Ms. Horowitz’s grandfather was a vice president of the International Ladies’ Garment Workers’ Union, and her father was a labor lawyer. So it was perhaps not surprising that she responded to her rising outrage by deciding to organize a union…The Freelancers Union, with its oxymoronic name, is a motley collection of workers in the fast-evolving freelance economy — whether lawyers, software developers, graphic artists, accountants, consultants, nannies, writers, editors, Web site designers or sellers on Etsy.

I’m not a member of the FU (Hmmmm, nice abbreviation!), but I applaud her efforts.

Turns out that 87 percent of her members earn less than $50,000 — 29 percent of them make less than $25,000 a year.

God knows, freelancers/temps/contract workers need all the help we can get.

In the same edition of the Times, there’s a fascinating interview about the many powerful emotions we often feel at work. This one really resonated for me:

Certainty is a constant drive for the brain. We saw this with Hurricane Sandy. The feeling of uncertainty feels like pain, when you can’t predict when the lights will come back on and you’re holding multiple possible futures in your head. That turns out to be cognitively exhausting. And the more we can predict the future, the more rewarded we feel. The less we can predict the future, the more threatened we feel. As soon as any ambiguity arises in even a very simple activity, we get a threat response. So we are driven to create certainty.

I get up every day with no idea where my income is going to arrive from in three months from now. I usually work three months ahead — i.e. with enough income lined up to count on that my basic bills will get paid in that time and it buys me time to go line up the next batch. I live by the salesman’s motto: ABCAlways Be Closing.

Which means not just having coffee, sending emails, taking meetings or chatting to potential clients, but closing the deal — agreeing to a set fee, terms and deadline. Working retail, which I did for 27 months selling clothing in a mall, was extraordinarily helpful to me in this respect. I used to be too scared to ask for the sale. Not any more!

Now I’m much better at sussing out the tire-kickers and time-wasters.

Time Selector

Time Selector (Photo credit: Telstar Logistics)

Here are some of the many issues that face freelancers:

– How much will they pay me?

– Is this a lot less (or more) than that they are paying others at my level of skill and experience? (Networking and joining an industry-focused freelance group is essential to determine this.)

– Do I have a contract, and one with terms acceptable to me? If not, how much of it can I negotiate?

— When will I get paid? Some companies are playing truly nasty games — like 90 days after submission. Three months!? I work on 30 days, after which I start sending emails and phone calls.

–How many times will I need to sue in small claims court or hire a lawyer to write a threatening letter on my behalf? (Did it, it worked, from Kansas City to Vancouver.)

– How will I meet my monthly financial commitments when payment arrives late (or not at all?) A line of credit and low-interest credit cards, plus whatever savings you can scrape together.

– Who is the point person who will make sure, internally, that I do get paid? (Both my editors quit one company recently, leaving my payment much more vulnerable. Luckily, it did arrive and within six weeks.)

— When and how can I ask for a higher rate?

## Dataset records
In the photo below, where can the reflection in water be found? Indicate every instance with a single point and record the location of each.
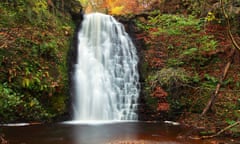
(112, 133)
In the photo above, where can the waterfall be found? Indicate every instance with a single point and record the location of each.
(106, 79)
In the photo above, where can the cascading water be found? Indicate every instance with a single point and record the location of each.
(105, 77)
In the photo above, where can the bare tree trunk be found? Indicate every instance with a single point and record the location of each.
(213, 97)
(236, 47)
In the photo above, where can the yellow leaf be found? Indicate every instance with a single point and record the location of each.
(117, 10)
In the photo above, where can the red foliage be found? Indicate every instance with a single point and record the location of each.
(163, 107)
(159, 93)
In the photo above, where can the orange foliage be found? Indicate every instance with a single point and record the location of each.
(114, 7)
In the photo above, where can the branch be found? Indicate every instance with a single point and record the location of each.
(236, 46)
(229, 26)
(221, 131)
(213, 97)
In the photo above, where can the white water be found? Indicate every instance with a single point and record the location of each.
(105, 76)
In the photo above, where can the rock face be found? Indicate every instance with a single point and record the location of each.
(152, 104)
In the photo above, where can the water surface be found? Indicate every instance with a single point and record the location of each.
(106, 133)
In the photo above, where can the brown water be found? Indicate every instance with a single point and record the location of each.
(111, 133)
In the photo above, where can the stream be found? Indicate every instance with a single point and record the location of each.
(102, 133)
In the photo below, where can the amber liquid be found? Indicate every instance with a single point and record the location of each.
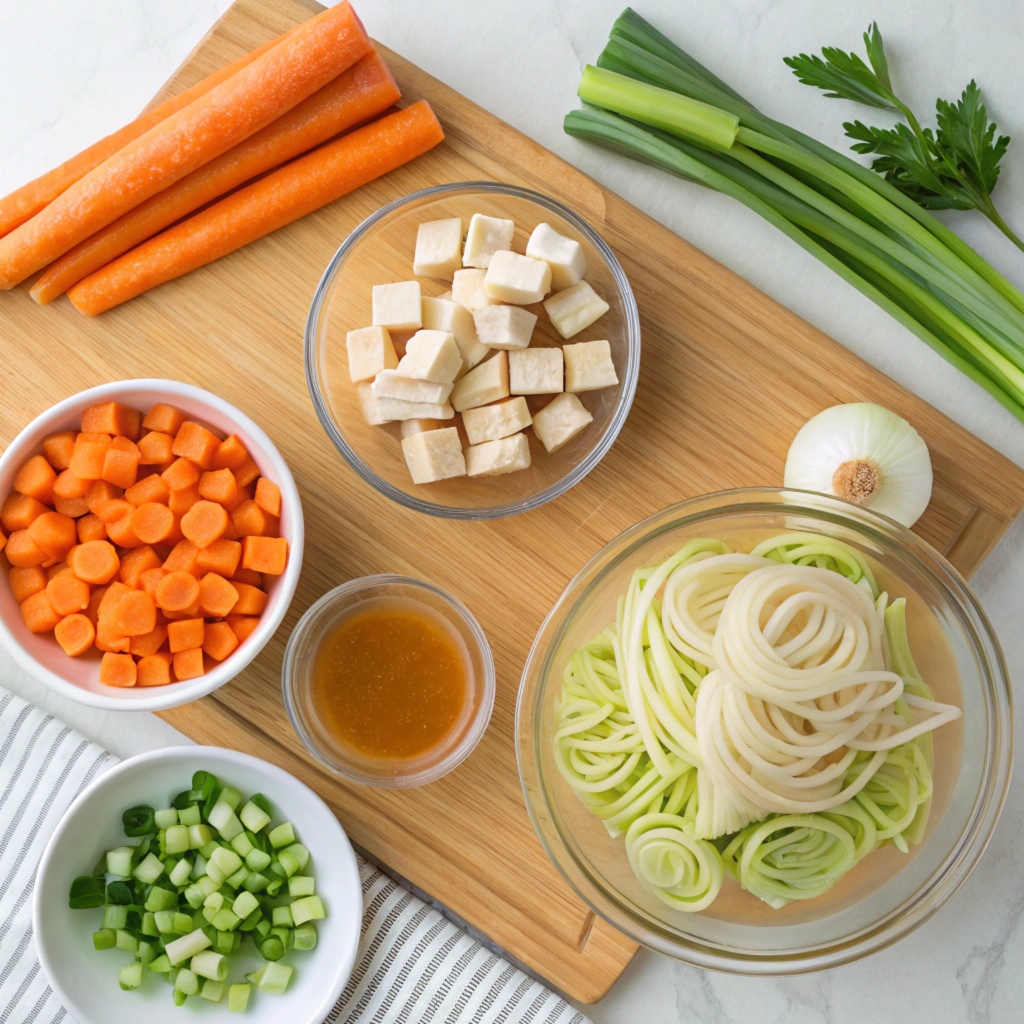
(390, 680)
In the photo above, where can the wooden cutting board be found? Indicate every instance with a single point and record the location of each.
(728, 376)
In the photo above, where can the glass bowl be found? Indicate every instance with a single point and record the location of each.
(870, 906)
(297, 683)
(379, 251)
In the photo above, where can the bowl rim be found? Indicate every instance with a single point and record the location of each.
(339, 844)
(948, 876)
(628, 384)
(182, 691)
(477, 725)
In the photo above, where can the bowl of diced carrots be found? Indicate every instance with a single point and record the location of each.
(152, 540)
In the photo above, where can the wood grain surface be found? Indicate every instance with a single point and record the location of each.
(728, 376)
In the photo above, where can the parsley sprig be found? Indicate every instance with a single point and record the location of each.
(954, 167)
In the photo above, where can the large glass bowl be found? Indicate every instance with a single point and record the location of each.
(888, 894)
(380, 251)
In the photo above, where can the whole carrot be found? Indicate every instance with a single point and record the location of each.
(363, 91)
(26, 202)
(290, 193)
(320, 50)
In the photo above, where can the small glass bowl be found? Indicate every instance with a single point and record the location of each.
(389, 773)
(379, 251)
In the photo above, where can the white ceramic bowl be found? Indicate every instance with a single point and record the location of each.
(86, 981)
(79, 678)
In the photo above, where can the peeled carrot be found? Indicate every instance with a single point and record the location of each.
(320, 50)
(26, 202)
(282, 197)
(363, 91)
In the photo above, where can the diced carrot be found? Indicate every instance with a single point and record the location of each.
(155, 449)
(221, 557)
(188, 664)
(36, 479)
(18, 512)
(196, 442)
(54, 534)
(216, 595)
(38, 613)
(251, 600)
(137, 561)
(26, 581)
(95, 561)
(264, 554)
(177, 591)
(68, 594)
(75, 634)
(118, 670)
(185, 634)
(218, 485)
(181, 474)
(90, 527)
(231, 454)
(204, 523)
(268, 496)
(155, 670)
(242, 626)
(219, 641)
(58, 448)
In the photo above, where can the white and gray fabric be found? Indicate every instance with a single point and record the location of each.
(414, 967)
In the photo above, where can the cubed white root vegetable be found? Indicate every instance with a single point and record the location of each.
(560, 421)
(589, 366)
(488, 423)
(512, 278)
(434, 455)
(574, 308)
(438, 245)
(564, 256)
(507, 455)
(483, 384)
(504, 327)
(391, 384)
(484, 238)
(431, 355)
(445, 314)
(536, 371)
(370, 351)
(467, 290)
(397, 306)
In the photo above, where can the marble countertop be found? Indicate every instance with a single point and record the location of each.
(74, 72)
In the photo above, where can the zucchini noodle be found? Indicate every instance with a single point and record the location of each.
(768, 700)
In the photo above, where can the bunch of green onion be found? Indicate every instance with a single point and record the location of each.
(649, 99)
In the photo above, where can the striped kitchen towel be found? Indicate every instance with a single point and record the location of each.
(414, 966)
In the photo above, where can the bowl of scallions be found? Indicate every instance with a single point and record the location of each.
(203, 879)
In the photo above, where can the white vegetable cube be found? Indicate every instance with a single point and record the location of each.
(467, 290)
(434, 455)
(512, 278)
(431, 355)
(485, 237)
(444, 314)
(488, 423)
(393, 384)
(564, 256)
(370, 351)
(536, 371)
(397, 306)
(589, 366)
(574, 308)
(497, 458)
(483, 384)
(504, 327)
(560, 421)
(438, 245)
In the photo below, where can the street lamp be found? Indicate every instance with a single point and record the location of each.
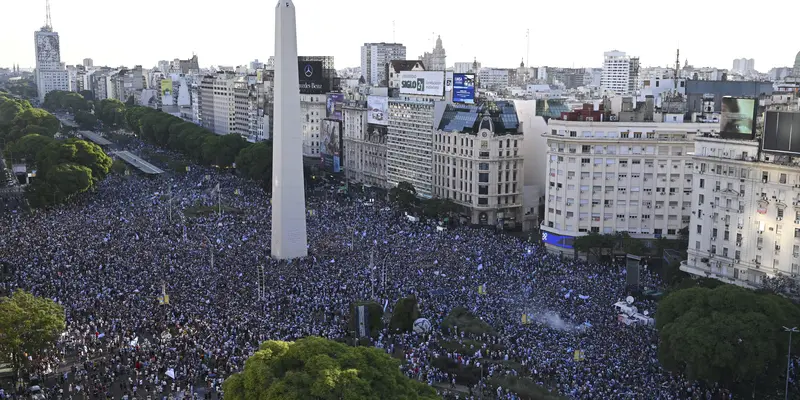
(789, 357)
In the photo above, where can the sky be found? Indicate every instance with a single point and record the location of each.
(562, 34)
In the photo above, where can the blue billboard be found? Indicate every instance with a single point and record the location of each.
(464, 88)
(557, 240)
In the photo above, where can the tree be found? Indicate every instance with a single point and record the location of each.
(728, 335)
(255, 162)
(595, 244)
(405, 312)
(85, 120)
(404, 195)
(29, 325)
(27, 147)
(317, 368)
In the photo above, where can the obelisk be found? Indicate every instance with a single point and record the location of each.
(288, 192)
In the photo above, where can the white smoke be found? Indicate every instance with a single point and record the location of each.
(553, 320)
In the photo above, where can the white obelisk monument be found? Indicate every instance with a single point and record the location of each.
(288, 192)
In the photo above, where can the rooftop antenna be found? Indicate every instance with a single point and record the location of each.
(528, 54)
(47, 22)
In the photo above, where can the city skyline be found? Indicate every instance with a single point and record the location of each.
(220, 37)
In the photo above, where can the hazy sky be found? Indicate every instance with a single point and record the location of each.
(574, 33)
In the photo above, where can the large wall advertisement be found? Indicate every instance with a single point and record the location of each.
(464, 88)
(738, 118)
(429, 83)
(311, 79)
(332, 144)
(334, 105)
(378, 110)
(781, 133)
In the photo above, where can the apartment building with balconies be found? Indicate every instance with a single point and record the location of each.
(745, 221)
(610, 176)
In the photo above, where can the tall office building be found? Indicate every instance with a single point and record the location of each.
(616, 72)
(375, 56)
(436, 60)
(289, 238)
(50, 73)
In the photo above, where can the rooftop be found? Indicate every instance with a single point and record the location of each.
(466, 118)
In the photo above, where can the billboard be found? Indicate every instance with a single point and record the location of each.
(738, 118)
(378, 110)
(781, 132)
(331, 143)
(334, 105)
(166, 91)
(310, 75)
(464, 88)
(448, 81)
(428, 83)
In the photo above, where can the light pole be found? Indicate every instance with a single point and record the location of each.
(789, 357)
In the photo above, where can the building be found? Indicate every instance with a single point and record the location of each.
(744, 66)
(364, 146)
(697, 90)
(494, 78)
(409, 143)
(436, 60)
(607, 176)
(50, 73)
(745, 223)
(249, 103)
(312, 111)
(394, 68)
(616, 72)
(375, 56)
(217, 103)
(467, 67)
(478, 162)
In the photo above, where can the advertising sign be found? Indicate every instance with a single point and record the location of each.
(378, 110)
(464, 88)
(558, 240)
(334, 105)
(738, 118)
(331, 143)
(166, 91)
(448, 81)
(781, 133)
(310, 74)
(428, 83)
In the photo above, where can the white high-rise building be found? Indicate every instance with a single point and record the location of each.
(289, 239)
(313, 111)
(50, 73)
(607, 177)
(217, 103)
(616, 72)
(375, 57)
(745, 222)
(409, 143)
(744, 66)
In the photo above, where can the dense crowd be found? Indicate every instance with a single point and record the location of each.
(107, 257)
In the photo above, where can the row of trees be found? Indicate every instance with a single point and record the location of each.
(201, 145)
(18, 118)
(729, 335)
(404, 196)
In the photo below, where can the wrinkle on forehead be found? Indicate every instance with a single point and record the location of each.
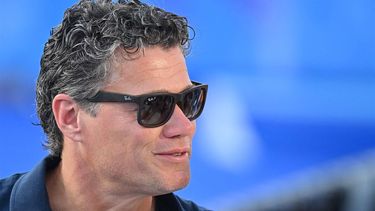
(149, 66)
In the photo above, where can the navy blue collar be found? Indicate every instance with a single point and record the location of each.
(30, 192)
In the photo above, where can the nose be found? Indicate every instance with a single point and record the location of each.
(179, 125)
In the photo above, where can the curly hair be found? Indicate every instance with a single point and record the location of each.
(76, 56)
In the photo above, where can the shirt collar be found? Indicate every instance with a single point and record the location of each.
(29, 192)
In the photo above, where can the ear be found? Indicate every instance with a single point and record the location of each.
(66, 111)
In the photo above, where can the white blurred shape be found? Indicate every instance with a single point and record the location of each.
(230, 141)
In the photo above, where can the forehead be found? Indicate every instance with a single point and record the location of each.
(151, 69)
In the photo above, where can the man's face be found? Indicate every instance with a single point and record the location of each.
(122, 153)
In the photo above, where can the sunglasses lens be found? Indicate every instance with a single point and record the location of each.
(192, 103)
(156, 109)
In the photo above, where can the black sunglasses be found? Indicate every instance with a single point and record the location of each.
(156, 109)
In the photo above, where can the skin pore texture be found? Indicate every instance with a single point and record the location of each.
(110, 162)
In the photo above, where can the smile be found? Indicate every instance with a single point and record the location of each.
(178, 155)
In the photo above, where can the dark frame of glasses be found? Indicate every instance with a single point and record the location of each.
(103, 96)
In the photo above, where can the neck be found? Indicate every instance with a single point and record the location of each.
(70, 186)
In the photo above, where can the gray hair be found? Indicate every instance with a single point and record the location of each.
(77, 54)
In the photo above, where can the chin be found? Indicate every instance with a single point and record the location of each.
(176, 182)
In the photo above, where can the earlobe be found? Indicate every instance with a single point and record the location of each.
(65, 111)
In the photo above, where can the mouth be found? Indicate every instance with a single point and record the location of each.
(177, 155)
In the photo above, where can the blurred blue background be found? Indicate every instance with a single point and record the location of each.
(292, 87)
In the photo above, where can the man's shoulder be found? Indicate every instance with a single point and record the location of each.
(173, 202)
(6, 187)
(189, 205)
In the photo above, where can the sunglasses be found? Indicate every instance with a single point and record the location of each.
(156, 109)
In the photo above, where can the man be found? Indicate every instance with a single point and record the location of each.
(116, 102)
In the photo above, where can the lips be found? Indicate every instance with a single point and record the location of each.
(174, 155)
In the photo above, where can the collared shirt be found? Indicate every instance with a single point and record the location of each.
(28, 191)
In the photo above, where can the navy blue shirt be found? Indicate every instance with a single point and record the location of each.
(28, 191)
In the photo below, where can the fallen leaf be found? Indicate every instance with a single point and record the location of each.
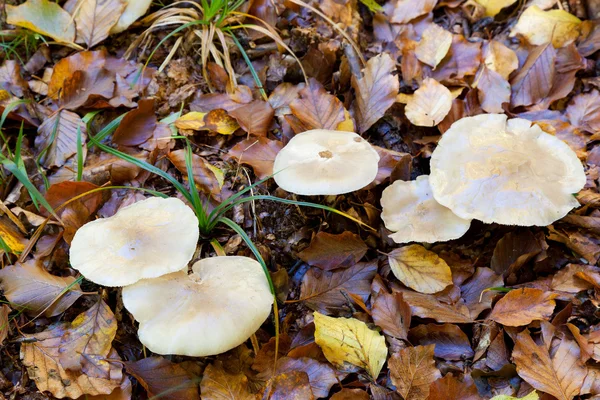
(323, 291)
(161, 377)
(540, 27)
(392, 314)
(412, 371)
(450, 388)
(348, 340)
(29, 286)
(450, 342)
(434, 45)
(255, 117)
(429, 104)
(522, 306)
(534, 80)
(259, 153)
(375, 91)
(42, 353)
(316, 108)
(57, 138)
(330, 251)
(560, 374)
(44, 17)
(94, 18)
(420, 269)
(137, 126)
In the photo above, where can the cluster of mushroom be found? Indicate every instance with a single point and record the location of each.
(146, 247)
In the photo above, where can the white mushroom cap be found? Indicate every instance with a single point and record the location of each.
(147, 239)
(325, 162)
(214, 309)
(410, 210)
(508, 172)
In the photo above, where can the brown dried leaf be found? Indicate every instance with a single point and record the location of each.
(375, 91)
(420, 269)
(560, 374)
(392, 314)
(28, 285)
(161, 377)
(412, 371)
(323, 290)
(259, 153)
(522, 306)
(330, 251)
(429, 104)
(316, 108)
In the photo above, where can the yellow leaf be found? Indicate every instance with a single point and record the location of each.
(540, 27)
(44, 17)
(493, 7)
(348, 340)
(434, 45)
(420, 269)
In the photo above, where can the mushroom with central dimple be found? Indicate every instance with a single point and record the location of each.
(324, 162)
(147, 239)
(409, 209)
(210, 311)
(505, 171)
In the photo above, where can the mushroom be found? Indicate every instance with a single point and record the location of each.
(212, 310)
(508, 172)
(324, 162)
(147, 239)
(410, 210)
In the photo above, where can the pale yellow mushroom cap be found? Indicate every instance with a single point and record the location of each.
(410, 210)
(505, 171)
(216, 308)
(147, 239)
(324, 162)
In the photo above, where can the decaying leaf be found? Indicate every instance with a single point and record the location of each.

## Tasks and exercises
[1] Based on the post on freelancing above, decide whether each statement agrees with it. Answer yes or no, and quote the words that decide it.
(a) The author belongs to the Freelancers Union.
(b) The author once spent 27 months selling clothing in a mall.
(c) The author waits 60 days after submission before chasing a late payment.
[2] Answer these questions from the post on freelancing:
(a) What did Ms. Horowitz's father do for a living?
(b) What percentage of her members make less than $25,000 a year?
(c) How far ahead does the author usually line up work?

## Answers for the tasks
[1]
(a) No: "I’m not a member of the FU"
(b) Yes: "Working retail, which I did for 27 months selling clothing in a mall"
(c) No: "I work on 30 days, after which I start sending emails and phone calls."

[2]
(a) He was a labor lawyer.
(b) 29 percent.
(c) Three months.